Content starts
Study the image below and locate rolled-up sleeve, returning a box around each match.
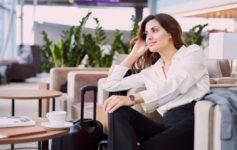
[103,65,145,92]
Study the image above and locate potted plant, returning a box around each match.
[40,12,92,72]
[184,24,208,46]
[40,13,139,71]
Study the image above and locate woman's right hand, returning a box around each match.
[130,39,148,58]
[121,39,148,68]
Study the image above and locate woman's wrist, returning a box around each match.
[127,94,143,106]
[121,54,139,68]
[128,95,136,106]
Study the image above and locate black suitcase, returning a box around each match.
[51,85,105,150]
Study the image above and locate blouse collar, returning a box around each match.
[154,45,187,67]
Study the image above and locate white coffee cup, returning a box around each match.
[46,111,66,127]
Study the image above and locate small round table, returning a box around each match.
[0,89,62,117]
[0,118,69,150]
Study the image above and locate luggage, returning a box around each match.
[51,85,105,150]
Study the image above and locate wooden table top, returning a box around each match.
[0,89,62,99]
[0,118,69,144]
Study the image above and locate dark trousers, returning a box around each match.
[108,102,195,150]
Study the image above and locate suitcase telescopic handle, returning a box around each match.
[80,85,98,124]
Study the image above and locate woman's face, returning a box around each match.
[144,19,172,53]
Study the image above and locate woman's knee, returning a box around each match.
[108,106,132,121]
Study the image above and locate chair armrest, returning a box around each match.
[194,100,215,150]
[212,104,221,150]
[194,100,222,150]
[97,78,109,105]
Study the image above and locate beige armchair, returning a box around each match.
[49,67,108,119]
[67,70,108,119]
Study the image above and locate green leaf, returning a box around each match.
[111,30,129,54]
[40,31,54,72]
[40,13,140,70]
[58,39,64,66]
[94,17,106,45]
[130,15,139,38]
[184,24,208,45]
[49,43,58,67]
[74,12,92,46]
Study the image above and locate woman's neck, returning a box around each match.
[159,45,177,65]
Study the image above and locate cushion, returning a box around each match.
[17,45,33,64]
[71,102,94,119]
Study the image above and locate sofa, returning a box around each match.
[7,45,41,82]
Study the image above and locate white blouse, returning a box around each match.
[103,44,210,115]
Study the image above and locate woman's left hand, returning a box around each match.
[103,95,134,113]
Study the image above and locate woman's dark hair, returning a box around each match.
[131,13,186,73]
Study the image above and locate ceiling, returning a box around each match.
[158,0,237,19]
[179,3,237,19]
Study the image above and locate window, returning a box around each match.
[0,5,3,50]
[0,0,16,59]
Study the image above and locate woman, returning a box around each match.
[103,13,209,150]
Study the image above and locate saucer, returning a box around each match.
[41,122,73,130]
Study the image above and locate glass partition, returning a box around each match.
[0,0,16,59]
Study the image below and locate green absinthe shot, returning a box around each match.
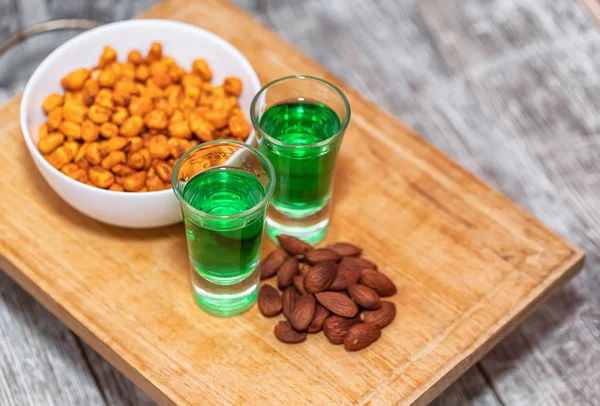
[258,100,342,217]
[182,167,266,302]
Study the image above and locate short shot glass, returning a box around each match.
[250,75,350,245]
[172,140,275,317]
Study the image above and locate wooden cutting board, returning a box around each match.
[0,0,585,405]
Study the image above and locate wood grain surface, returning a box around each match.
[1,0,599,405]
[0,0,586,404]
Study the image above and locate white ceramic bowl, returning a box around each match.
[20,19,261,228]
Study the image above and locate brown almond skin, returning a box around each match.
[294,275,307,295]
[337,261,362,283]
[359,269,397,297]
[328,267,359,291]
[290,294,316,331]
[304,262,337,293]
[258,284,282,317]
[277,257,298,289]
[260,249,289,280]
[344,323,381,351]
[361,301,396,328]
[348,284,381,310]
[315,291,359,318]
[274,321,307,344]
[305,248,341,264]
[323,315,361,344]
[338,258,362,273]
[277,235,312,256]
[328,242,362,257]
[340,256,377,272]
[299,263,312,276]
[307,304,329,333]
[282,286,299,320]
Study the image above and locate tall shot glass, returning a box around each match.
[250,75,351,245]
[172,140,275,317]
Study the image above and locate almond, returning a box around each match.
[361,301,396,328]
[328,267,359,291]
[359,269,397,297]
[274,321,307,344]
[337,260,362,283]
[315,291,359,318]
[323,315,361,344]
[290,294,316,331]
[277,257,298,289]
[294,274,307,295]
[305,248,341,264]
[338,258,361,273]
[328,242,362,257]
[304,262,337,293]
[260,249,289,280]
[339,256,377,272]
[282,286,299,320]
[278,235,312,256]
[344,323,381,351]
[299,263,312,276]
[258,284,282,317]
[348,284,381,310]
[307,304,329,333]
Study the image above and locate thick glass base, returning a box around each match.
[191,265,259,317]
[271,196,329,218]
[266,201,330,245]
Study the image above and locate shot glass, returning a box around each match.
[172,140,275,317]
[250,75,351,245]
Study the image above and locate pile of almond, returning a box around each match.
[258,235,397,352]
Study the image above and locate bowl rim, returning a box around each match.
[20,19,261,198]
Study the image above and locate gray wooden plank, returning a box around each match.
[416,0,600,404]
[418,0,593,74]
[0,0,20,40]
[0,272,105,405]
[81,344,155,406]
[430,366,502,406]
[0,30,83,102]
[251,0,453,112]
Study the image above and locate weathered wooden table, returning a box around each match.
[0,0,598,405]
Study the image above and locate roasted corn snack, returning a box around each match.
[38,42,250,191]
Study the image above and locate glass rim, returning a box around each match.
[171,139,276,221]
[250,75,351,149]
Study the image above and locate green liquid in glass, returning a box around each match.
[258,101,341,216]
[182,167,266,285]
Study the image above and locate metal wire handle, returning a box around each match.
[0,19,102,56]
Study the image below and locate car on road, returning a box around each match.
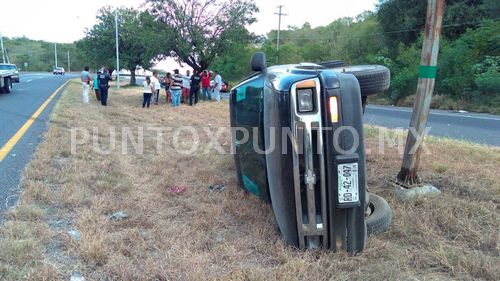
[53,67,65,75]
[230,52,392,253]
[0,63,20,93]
Content ends
→ **Task directions**
The answer must be an exact copy of every record above, minus the pictures.

→ **Reply**
Study the image below and locate rolled-up sleeve, returning a box around each match.
[103,65,145,92]
Study the image above and locate potted plant, returning a box around each match.
[40,12,92,72]
[184,24,208,46]
[40,13,139,71]
Study the image above and locate woman's right hand, returning a box around each match.
[130,39,148,58]
[121,39,148,68]
Study the image above and locate woman's wrist, returning a box around each match.
[127,94,143,106]
[121,54,139,68]
[128,95,136,106]
Study the image above and locate black suitcase, returning a box around each match.
[51,85,105,150]
Study the image above and locate blouse collar, returning a box around each match.
[154,45,187,67]
Study the image above and locate white coffee cup, returning a box around each match.
[46,111,66,127]
Study the image above and locate small round table, returning a box around each match.
[0,89,62,117]
[0,118,69,150]
Study the image above and locate luggage, returning a box around each match.
[51,85,105,150]
Study the image above and locate wooden table top, returning a box around each match.
[0,89,62,99]
[0,118,69,144]
Study the image above and locate dark trousers, returning a box around each match.
[108,102,195,150]
Study the image above and locate suitcase telescopic handle, returning a box around each match.
[80,85,98,124]
Study the image above and locate woman's face, returning a box around each match.
[144,19,172,53]
Study the image above and locate woman's knee, returning a box around each match.
[108,106,132,121]
Study the image above and locate chair armrest, returning a box around each match.
[194,100,215,150]
[212,104,221,150]
[194,100,222,150]
[97,78,109,105]
Study the image above and locate beige armchair, returning a box around each match.
[49,67,108,119]
[67,70,108,119]
Study the image above and locate green leaf, returning a box around each match.
[111,30,129,54]
[40,31,54,72]
[40,13,140,70]
[58,39,64,66]
[94,17,106,45]
[130,15,139,38]
[184,24,208,45]
[49,43,58,67]
[74,12,92,46]
Study the image above and locate woman's neck, returning a box around each match.
[159,45,177,65]
Study the image above and locate cushion, returning a box around each match.
[17,45,33,64]
[71,102,94,119]
Study the image above and locate sofa, returning a box around each match.
[7,45,41,82]
Study the image above and locate white blouse, returning a box around each match.
[103,44,210,115]
Study the image above and locate woman's left hand, returning a box around each match.
[103,95,134,113]
Study the image above and locate woman's dark hair, returning a box around each match.
[131,13,186,73]
Study the image above and locate ceiling, returning a box around each match.
[158,0,237,19]
[179,3,237,19]
Study the image above and locate window, returning a box around each match.
[0,5,3,50]
[0,0,16,59]
Study the image above and locate woman, returning a box around each match.
[103,13,209,150]
Study the image above and locate saucer, returning a box around each match.
[41,122,73,130]
Study the image above and locate glass partition, returning a box around each match.
[0,0,16,59]
Study the image below and locate green absinthe shot, returning a box around each match.
[258,100,342,217]
[182,167,266,302]
Study the image above and locate short shot glass, returning a box around each match.
[250,75,350,245]
[172,140,275,317]
Study the image above and locate wooden cutting board, returning a box around each match.
[0,0,585,405]
Study the image above and locate wood grain surface, returning a box around each match.
[1,0,599,405]
[0,0,586,404]
Study the image above and locate white ceramic bowl, returning a box around each match.
[20,19,261,228]
Study the image above and locate brown almond skin, returning a box around each match.
[294,275,307,295]
[337,261,362,283]
[359,269,397,297]
[328,267,359,291]
[290,294,316,331]
[304,262,337,293]
[258,284,282,317]
[277,257,298,289]
[260,249,289,280]
[344,323,381,351]
[361,301,396,328]
[348,284,381,310]
[315,291,359,318]
[274,321,307,344]
[305,248,341,264]
[323,315,361,344]
[338,258,362,273]
[277,235,312,256]
[328,242,362,257]
[340,256,377,272]
[299,263,312,276]
[307,304,329,333]
[282,286,299,320]
Study the image above and locate tall shot glass, returning a box around each match.
[250,75,351,245]
[172,140,275,317]
Study the image above and locate almond, returning a box around each match.
[361,301,396,328]
[328,267,359,291]
[359,269,397,297]
[274,321,307,344]
[337,260,362,283]
[315,291,359,318]
[323,315,361,344]
[290,294,316,331]
[277,257,298,289]
[294,274,307,295]
[305,248,341,264]
[338,258,361,273]
[328,242,362,257]
[304,262,337,293]
[260,249,289,280]
[339,256,377,272]
[282,286,299,320]
[278,235,312,256]
[344,323,381,351]
[299,263,312,276]
[258,284,282,317]
[348,284,381,310]
[307,304,329,333]
Study the image above and locate thick glass base, returning a box around each match.
[191,265,259,317]
[271,196,329,218]
[266,201,330,245]
Study the image above and locate shot glass, returning a box around each match.
[172,140,275,317]
[250,75,351,245]
Study the image above and locate pile of almond, returning a box around each match.
[258,235,397,352]
Study the image above and locate bowl rim, returning a box around each match.
[20,19,261,198]
Study the image above and locate gray wooden plank, returning a box around each match.
[416,0,600,404]
[418,0,593,74]
[0,0,20,40]
[0,272,105,405]
[81,344,155,406]
[430,366,502,406]
[0,30,83,102]
[251,0,453,112]
Study the image above and locate weathered wooden table, returning a box around each match.
[0,0,598,405]
Study the image above and locate roasted corn snack, returning a box around each match.
[38,42,250,191]
Study the image above and locate glass rim, returning a box around each match.
[171,139,276,221]
[250,75,351,149]
Study the image above and locate green liquid in glass, returning a box around each match.
[258,101,341,216]
[182,167,266,285]
Study the image above and locate metal wire handle, returning a box around each match.
[0,19,102,56]
Study the image below and locate car on road, returning a box around each match.
[53,67,65,75]
[230,52,392,253]
[0,63,20,93]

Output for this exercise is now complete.